··· Material provided ···

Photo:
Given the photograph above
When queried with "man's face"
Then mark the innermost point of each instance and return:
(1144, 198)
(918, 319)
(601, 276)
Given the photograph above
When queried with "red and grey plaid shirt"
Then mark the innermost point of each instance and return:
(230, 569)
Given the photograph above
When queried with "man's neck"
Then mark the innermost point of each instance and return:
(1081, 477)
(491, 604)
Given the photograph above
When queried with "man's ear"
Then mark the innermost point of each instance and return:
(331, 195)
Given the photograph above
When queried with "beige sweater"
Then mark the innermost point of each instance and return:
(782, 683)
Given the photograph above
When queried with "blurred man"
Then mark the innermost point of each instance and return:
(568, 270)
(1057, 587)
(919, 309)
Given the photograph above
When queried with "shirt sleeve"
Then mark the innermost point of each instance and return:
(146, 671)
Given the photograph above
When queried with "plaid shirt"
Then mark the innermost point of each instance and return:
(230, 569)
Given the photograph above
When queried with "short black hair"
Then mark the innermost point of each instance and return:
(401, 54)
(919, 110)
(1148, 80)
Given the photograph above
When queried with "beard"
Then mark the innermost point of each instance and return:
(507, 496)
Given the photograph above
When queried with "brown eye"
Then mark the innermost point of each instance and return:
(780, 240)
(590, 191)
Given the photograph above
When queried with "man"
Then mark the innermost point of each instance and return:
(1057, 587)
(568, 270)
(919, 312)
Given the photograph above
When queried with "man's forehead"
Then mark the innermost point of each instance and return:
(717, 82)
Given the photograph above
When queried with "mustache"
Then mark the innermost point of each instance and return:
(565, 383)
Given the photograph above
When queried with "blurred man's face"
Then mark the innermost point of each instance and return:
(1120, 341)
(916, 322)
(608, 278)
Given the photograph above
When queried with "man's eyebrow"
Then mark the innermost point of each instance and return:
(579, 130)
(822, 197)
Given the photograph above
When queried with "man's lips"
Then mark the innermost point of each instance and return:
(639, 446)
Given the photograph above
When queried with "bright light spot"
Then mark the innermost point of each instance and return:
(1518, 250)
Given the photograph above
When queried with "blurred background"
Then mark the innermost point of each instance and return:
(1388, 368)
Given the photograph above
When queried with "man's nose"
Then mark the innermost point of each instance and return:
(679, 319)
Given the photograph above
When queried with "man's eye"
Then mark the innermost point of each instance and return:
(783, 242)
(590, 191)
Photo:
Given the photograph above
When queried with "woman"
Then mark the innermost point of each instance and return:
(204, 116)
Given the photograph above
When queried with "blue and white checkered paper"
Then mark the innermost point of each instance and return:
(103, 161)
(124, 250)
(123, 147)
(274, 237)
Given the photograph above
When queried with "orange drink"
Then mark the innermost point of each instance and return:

···

| Exercise description |
The material above must be written out again in full, exactly.

| Answer below |
Photo:
Given the photograph above
When queried with "man's face"
Then mark the innermost point of each instance and return:
(1144, 198)
(918, 319)
(601, 276)
Given the photograph above
When queried with "red and grey plaid shirt"
Then mark the innermost point of each instance and return:
(230, 569)
Given the photograph above
When queried with "man's neck"
Then mark the innermost point of each instance and return:
(1081, 477)
(491, 604)
Given the photograph above
When queried with "man's ear"
Then mark the innermost point of each instance and return:
(331, 195)
Given the photograph above
When queried with "beige sweater"
Then mark the innermost point of each instance and return:
(782, 683)
Given the photograph above
When queried with "blurred man"
Then mark the innermost point of each instance and return:
(568, 270)
(1057, 587)
(919, 309)
Given the photograph above
When queried with "shirt sleeve"
Then mark the innermost point of each instance and return:
(146, 671)
Given the photograph above
When queried with "plaid shirt"
Then mark the innermost point of each instance and return:
(230, 569)
Given the photograph above
When queried with "short black hair"
Then mark the innermost point of each instance and return:
(401, 54)
(919, 110)
(1148, 80)
Given the photograph above
When queried with "beard"
Then mark the innermost point of each instance and return:
(507, 496)
Given the photograph above
When queried with "brown eye"
Then mark the innermost point of each instance and return:
(780, 240)
(590, 191)
Given the photograph above
When queried with "man"
Then mark the innermost point of each instance and return:
(1057, 587)
(568, 270)
(919, 312)
Given the photograph above
When queried with "man's forehead"
Then mark the innermost point of each instance and return:
(717, 82)
Given the photograph above
When queried with "mustache"
Then mark the innermost point of each instance and return:
(565, 383)
Given the photograph above
When queried with "blurred man's face"
Then mark the innermost point of each instance and return:
(1120, 341)
(916, 322)
(608, 278)
Given the photograph above
When queried with "man's eyebrow"
Then mark the innermost point of each instance and return:
(579, 130)
(822, 197)
Given the photograph above
When queried with "man's lips"
Then mark the innermost point of each instance and return:
(639, 446)
Given the photograph above
When queried with "bright light spot"
Then mark the innermost point of each instance and return:
(1518, 250)
Given the photograph above
When queried with "blurred background"
Then mark the innermost point of each instance and return:
(1388, 368)
Given the photograph above
When queried with "man's nose"
Then mark the innermost point of each instance and return:
(679, 319)
Given the photograph above
When queried with "man's eye"
Then mark the innermost point of each instance and return:
(783, 242)
(590, 191)
Photo:
Given the photograph above
When queried with "woman"
Then mark the innermost point of each instance and return:
(204, 116)
Given the photograph above
When queried with "blue and white checkered paper"
Then mark the innermost point of each instance and return:
(103, 161)
(124, 250)
(123, 147)
(274, 237)
Given the photograph above
When queried with "orange drink"
Then mark the innermost point of each instance and return:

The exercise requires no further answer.